## begin Listed records

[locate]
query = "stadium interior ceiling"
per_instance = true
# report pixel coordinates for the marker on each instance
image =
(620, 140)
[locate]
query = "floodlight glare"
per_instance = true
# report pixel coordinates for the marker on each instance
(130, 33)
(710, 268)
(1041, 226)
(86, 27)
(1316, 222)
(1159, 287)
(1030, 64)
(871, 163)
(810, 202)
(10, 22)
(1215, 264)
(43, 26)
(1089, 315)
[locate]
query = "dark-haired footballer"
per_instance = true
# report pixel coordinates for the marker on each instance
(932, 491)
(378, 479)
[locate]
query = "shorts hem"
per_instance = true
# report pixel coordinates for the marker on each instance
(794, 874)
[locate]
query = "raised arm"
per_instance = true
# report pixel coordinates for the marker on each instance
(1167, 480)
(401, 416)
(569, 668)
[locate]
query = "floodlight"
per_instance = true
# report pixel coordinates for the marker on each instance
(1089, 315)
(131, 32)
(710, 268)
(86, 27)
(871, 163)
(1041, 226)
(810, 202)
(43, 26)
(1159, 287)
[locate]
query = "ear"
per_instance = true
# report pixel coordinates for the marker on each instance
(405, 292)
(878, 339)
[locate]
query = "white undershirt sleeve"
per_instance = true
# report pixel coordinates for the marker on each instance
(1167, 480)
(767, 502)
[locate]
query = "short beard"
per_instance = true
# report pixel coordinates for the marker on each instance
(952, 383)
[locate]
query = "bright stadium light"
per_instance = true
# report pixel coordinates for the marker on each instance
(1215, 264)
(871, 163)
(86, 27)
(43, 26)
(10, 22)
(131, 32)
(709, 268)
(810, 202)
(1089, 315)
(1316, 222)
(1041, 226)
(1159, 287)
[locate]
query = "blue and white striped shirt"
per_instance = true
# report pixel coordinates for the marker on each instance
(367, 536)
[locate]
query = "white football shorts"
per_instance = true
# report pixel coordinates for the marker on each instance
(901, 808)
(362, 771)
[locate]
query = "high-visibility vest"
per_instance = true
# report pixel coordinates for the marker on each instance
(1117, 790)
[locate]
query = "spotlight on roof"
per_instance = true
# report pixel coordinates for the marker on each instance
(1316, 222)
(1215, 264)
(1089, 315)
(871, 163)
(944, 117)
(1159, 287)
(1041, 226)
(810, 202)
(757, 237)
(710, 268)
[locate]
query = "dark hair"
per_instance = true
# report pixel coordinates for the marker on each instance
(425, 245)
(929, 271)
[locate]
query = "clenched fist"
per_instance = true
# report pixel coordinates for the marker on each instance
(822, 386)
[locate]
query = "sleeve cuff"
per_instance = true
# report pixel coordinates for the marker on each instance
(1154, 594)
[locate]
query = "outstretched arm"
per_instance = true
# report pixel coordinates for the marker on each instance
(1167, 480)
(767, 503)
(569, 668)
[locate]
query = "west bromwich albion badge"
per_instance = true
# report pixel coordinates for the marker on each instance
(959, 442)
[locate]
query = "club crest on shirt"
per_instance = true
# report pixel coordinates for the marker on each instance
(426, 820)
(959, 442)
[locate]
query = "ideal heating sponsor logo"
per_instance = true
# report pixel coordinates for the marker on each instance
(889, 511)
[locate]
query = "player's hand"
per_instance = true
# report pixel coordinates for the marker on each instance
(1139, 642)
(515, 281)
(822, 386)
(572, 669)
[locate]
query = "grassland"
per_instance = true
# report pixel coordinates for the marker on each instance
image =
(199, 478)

## end Listed records

Short exercise>
Please pick out each line in the entries above that contains the word "stadium". Case counts.

Output for this task>
query = "stadium interior ceiling"
query = "bright stadium light"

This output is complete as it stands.